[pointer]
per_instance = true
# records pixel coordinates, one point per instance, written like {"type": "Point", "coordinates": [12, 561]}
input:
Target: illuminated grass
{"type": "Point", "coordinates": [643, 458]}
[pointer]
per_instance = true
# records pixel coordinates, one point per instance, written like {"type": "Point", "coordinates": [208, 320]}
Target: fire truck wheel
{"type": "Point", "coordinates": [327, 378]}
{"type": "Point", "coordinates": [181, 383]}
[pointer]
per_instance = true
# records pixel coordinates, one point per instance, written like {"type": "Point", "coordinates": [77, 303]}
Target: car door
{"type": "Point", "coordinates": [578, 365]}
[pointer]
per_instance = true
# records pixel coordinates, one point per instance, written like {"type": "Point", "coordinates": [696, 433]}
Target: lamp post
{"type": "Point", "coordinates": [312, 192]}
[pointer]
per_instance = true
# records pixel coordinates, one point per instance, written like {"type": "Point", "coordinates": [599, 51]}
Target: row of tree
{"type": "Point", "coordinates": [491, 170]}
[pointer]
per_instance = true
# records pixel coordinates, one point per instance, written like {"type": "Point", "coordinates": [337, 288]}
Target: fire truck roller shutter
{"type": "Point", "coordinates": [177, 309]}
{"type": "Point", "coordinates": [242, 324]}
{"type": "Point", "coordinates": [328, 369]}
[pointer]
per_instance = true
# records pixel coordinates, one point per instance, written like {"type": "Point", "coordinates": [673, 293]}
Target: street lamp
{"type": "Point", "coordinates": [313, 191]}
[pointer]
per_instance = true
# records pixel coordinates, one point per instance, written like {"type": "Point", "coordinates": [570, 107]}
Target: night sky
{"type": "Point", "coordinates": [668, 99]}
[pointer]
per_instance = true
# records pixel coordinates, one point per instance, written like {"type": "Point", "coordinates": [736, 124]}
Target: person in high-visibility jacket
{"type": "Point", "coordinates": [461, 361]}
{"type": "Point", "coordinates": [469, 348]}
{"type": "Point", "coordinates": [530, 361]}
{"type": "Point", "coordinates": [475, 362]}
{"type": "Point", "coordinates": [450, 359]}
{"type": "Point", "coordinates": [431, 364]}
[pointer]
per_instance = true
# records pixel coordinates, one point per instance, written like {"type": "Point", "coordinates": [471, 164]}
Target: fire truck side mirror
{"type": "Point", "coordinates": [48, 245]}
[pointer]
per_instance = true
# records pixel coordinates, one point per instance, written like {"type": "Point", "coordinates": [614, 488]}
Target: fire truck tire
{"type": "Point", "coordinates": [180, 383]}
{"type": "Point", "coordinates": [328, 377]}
○ ○ ○
* Written task: Report how many lines in the records above contain the string "lamp", treating uppercase and lowercase as different. Give only the number.

* Solution for this exercise: 2